Data extract:
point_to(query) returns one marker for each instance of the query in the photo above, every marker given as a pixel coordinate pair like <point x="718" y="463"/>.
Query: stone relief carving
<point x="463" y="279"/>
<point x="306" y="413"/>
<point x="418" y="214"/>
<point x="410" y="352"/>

Given problem: Render the items above as a two-column CSV headed item and answer, with one row per item holding its text and its answer. Put each value in a single quoted field, with line breaks replaced by spaces.

Response:
item,answer
"point_to(query) returns one marker for each instance of the query in the photo above, every marker given as a pixel coordinate pair like <point x=""718"" y=""463""/>. Query: stone relief carving","<point x=""463"" y=""279""/> <point x=""306"" y=""413""/> <point x=""418"" y=""214""/> <point x=""410"" y=""352""/>"